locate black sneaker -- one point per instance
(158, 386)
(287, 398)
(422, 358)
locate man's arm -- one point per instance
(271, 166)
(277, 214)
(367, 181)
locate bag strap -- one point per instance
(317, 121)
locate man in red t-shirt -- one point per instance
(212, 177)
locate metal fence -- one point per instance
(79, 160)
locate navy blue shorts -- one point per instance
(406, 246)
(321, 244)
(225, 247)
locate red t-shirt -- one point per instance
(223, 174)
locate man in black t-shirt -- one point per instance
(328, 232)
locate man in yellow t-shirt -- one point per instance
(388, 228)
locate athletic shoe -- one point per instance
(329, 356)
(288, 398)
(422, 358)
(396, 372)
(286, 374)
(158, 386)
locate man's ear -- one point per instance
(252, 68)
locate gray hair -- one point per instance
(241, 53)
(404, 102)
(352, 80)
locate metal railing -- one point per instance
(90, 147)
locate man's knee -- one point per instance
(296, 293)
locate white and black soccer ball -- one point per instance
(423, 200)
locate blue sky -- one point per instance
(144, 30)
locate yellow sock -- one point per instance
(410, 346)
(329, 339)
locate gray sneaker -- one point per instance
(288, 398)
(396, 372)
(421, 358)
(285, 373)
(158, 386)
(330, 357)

__Problem to solve__
Copy every one of the records above word for word, line by line.

__Complete answer__
locate black sneaker -- one point per instance
(158, 386)
(287, 398)
(422, 358)
locate man's arm -- one point per instance
(271, 166)
(277, 214)
(367, 181)
locate bag strap -- one point per instance
(317, 121)
locate man in red t-shirt -- one point per instance
(212, 177)
locate metal fence -- one point per instance
(79, 160)
locate navy blue shorts -- one point per instance
(406, 246)
(321, 244)
(225, 247)
locate red t-shirt -- one point per instance
(223, 174)
locate man in black t-shirt -- one point per instance
(328, 232)
locate man in yellow t-shirt -- one point per instance
(388, 228)
locate athletic shoe -- one point per instance
(329, 356)
(288, 398)
(422, 358)
(396, 372)
(286, 374)
(158, 386)
locate man's ear -- one point per instance
(252, 68)
locate gray hair -- one point per instance
(241, 53)
(404, 102)
(352, 80)
locate metal railing -- one point per instance
(90, 147)
locate man's knee -- one point per instance
(296, 293)
locate white and black soccer ball -- one point per instance
(423, 200)
locate blue sky -- one point per instance
(144, 30)
locate yellow sock -- one point per instance
(410, 346)
(329, 339)
locate gray sneaker -- one point per instance
(288, 398)
(396, 372)
(421, 358)
(285, 373)
(158, 386)
(330, 357)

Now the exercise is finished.